— begin INFORMATION PROVIDED —

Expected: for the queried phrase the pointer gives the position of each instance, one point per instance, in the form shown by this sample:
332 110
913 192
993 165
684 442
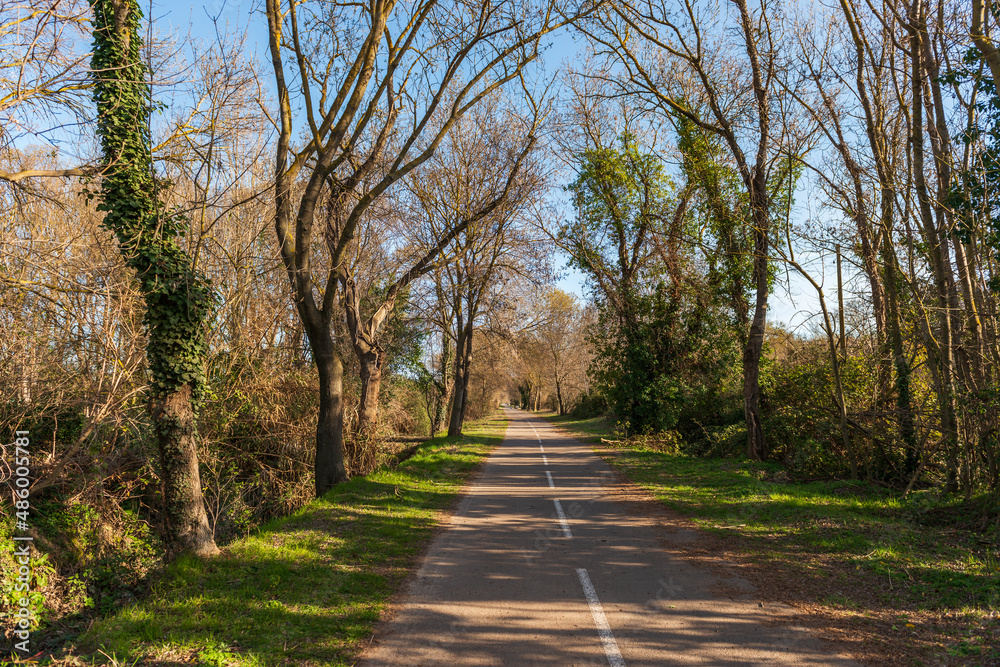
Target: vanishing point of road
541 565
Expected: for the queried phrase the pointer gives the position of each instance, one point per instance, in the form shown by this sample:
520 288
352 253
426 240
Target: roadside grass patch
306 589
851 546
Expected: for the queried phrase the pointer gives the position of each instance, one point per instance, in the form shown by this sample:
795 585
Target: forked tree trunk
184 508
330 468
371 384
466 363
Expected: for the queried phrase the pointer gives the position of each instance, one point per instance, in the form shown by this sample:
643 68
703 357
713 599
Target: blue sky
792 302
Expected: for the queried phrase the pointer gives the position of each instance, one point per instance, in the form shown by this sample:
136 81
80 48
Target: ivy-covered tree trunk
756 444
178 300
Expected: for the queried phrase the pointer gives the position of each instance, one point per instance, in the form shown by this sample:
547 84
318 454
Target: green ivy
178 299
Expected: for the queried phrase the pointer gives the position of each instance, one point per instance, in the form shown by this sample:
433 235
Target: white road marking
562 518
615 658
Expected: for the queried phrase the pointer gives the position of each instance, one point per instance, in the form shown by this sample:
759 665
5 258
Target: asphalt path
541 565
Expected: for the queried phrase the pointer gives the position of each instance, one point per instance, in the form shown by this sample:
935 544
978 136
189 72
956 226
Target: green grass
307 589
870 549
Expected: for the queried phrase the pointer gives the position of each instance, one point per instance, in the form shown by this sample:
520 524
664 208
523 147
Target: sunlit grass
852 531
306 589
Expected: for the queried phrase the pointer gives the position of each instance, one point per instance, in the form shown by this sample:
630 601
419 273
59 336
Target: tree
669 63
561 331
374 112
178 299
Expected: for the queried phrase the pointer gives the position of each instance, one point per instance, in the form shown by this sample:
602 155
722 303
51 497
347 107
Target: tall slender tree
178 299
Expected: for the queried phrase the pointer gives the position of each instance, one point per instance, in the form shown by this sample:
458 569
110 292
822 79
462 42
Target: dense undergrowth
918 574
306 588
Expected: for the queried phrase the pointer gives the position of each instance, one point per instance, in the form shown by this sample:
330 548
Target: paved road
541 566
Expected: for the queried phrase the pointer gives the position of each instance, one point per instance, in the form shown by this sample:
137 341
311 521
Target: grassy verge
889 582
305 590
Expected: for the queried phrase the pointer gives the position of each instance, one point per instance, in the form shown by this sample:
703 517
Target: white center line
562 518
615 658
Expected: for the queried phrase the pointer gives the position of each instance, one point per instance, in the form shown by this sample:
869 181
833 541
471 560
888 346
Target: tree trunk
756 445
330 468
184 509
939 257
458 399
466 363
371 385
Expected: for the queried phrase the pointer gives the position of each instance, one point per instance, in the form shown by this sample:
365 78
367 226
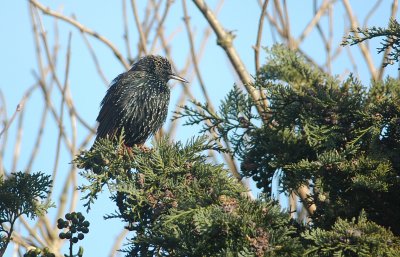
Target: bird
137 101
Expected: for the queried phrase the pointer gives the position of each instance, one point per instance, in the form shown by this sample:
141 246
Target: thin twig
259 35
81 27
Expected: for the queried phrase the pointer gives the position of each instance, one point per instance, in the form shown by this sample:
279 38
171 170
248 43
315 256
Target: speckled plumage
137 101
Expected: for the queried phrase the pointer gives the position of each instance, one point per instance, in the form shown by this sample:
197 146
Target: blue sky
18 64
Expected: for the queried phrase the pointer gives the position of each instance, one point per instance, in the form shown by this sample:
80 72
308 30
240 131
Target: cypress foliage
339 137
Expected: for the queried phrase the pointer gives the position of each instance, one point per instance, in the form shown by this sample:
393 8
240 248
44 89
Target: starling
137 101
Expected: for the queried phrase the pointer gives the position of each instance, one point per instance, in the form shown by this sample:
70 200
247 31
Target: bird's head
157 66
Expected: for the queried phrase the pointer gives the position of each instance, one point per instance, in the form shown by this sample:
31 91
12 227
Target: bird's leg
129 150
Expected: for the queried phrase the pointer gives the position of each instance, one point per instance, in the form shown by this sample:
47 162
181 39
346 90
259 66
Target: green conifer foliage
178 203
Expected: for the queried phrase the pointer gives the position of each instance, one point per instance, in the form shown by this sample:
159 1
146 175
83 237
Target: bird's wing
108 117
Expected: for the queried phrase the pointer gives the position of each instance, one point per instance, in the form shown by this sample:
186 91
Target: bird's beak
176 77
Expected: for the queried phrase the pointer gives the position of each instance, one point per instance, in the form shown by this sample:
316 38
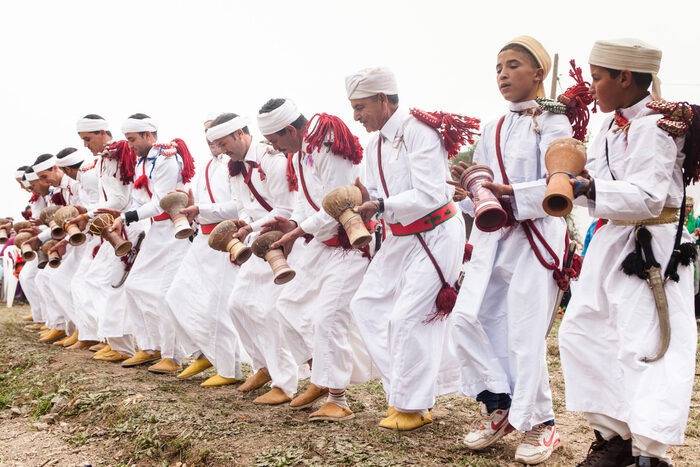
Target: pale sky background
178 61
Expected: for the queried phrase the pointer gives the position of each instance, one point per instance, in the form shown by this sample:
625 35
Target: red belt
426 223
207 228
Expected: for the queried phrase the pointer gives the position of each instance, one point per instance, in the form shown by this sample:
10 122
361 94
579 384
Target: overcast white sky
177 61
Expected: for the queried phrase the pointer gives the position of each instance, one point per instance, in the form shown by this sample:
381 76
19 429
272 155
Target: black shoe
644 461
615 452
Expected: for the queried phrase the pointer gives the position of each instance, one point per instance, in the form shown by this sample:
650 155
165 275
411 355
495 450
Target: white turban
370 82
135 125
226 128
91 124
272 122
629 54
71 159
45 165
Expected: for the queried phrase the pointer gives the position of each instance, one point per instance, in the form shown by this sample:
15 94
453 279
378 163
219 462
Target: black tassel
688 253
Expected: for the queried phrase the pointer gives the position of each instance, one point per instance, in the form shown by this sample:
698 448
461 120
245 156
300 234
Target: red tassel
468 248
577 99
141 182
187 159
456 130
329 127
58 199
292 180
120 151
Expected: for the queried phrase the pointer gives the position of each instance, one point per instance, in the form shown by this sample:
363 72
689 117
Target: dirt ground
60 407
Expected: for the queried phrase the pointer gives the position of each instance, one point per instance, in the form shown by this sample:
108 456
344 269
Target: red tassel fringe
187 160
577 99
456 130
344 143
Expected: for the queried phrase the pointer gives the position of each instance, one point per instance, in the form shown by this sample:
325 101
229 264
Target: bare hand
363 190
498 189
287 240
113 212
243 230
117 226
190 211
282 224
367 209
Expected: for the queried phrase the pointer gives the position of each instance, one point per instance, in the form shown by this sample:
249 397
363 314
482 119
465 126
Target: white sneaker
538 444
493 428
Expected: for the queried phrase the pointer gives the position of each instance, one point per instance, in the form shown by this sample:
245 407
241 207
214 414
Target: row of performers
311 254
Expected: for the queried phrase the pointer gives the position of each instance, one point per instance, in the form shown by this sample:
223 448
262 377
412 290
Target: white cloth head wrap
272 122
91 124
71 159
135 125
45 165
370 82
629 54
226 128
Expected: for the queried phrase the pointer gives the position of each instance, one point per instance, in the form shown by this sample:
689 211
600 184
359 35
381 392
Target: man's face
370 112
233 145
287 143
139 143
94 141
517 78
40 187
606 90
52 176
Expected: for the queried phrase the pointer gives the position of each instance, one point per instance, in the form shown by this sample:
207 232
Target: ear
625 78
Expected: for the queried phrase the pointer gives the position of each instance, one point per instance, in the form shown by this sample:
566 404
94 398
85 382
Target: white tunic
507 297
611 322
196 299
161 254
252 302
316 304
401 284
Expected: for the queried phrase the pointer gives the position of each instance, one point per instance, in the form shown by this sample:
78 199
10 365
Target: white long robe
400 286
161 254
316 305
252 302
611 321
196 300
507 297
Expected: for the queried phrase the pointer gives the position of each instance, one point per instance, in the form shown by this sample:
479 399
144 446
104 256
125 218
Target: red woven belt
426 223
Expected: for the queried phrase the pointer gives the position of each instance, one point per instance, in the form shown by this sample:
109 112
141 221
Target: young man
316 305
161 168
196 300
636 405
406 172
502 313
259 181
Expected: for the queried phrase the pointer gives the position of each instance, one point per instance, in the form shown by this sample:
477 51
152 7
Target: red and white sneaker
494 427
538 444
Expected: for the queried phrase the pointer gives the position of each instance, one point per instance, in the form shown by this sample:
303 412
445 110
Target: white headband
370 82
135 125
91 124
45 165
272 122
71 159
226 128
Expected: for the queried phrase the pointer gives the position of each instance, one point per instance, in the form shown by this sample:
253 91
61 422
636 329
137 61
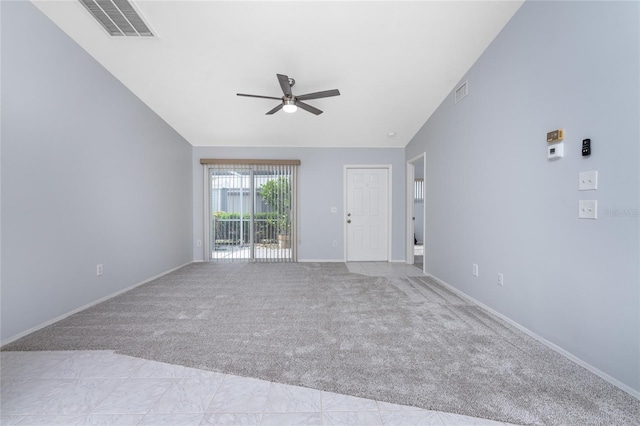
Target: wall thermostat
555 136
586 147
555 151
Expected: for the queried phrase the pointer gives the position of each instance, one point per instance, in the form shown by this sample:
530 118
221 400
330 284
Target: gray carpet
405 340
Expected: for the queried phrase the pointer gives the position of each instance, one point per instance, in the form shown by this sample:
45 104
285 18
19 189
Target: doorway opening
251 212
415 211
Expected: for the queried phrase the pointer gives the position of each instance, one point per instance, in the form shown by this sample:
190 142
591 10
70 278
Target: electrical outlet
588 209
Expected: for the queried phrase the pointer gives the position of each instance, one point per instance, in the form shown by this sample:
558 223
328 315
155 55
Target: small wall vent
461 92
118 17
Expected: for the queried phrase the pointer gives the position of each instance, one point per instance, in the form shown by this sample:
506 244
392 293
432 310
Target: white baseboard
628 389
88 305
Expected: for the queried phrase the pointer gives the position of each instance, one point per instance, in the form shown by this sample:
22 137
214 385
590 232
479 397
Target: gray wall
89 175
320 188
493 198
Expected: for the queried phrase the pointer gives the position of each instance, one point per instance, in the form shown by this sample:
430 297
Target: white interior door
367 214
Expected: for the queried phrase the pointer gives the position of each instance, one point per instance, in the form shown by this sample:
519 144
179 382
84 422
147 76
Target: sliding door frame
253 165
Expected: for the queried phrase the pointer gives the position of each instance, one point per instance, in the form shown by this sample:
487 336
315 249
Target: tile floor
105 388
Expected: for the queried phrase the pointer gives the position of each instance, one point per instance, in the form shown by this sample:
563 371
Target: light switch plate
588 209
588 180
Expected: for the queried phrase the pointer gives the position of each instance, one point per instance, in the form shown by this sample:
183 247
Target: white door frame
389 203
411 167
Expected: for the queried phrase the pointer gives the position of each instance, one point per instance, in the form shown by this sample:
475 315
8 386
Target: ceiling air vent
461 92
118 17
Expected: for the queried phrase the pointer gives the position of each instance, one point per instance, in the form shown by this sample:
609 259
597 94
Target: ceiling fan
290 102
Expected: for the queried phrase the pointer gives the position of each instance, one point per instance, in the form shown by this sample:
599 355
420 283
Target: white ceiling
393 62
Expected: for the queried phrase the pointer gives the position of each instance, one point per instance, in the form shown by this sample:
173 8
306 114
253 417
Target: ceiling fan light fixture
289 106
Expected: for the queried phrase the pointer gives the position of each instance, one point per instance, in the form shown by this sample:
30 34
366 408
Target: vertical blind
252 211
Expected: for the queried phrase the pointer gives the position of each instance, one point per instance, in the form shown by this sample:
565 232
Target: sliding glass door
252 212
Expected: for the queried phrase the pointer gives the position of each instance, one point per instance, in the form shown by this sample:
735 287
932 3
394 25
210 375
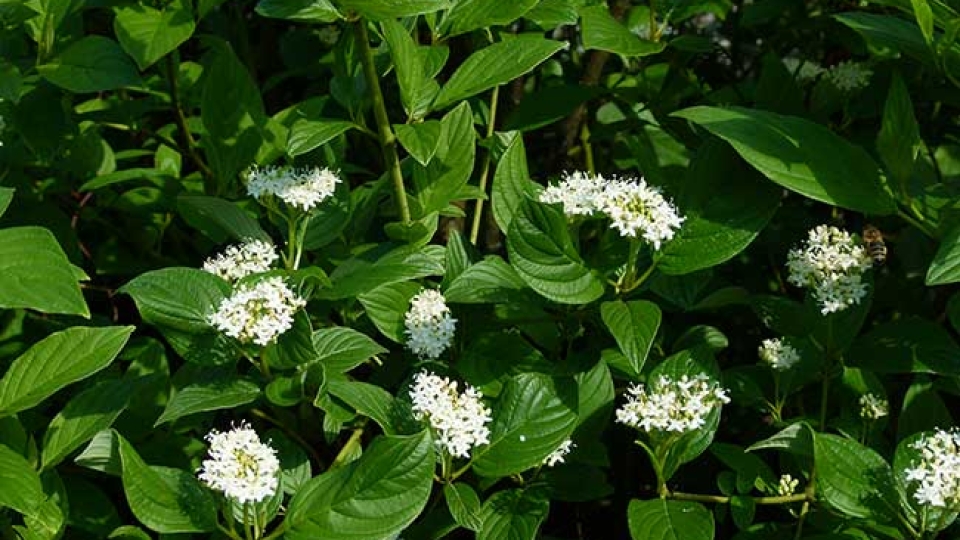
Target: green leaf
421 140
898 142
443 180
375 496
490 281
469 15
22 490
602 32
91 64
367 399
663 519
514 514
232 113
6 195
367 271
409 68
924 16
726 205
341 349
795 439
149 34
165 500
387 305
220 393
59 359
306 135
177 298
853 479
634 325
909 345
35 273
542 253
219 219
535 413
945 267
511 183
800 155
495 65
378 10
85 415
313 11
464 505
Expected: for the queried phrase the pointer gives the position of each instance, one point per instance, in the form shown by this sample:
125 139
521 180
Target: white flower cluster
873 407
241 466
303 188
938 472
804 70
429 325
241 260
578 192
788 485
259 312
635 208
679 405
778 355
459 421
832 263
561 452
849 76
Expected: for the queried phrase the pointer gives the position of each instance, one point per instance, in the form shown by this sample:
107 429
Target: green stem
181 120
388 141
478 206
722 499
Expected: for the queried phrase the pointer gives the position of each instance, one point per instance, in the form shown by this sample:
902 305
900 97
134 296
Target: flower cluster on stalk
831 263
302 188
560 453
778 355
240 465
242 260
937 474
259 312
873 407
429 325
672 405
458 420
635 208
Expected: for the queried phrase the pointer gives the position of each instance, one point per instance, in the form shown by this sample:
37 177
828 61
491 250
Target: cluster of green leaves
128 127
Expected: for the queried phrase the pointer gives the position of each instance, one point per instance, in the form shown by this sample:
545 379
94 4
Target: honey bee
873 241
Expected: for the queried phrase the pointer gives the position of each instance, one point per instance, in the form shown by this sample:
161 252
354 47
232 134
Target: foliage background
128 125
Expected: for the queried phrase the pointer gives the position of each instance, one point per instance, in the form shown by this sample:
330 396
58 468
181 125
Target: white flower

— end INFORMATION PROVIDED —

WHAT IS EXPECTED: Count the lines in the data above that contain the string "tree", treating uppercase and lowercase as different. Give only the number.

ANSWER: 5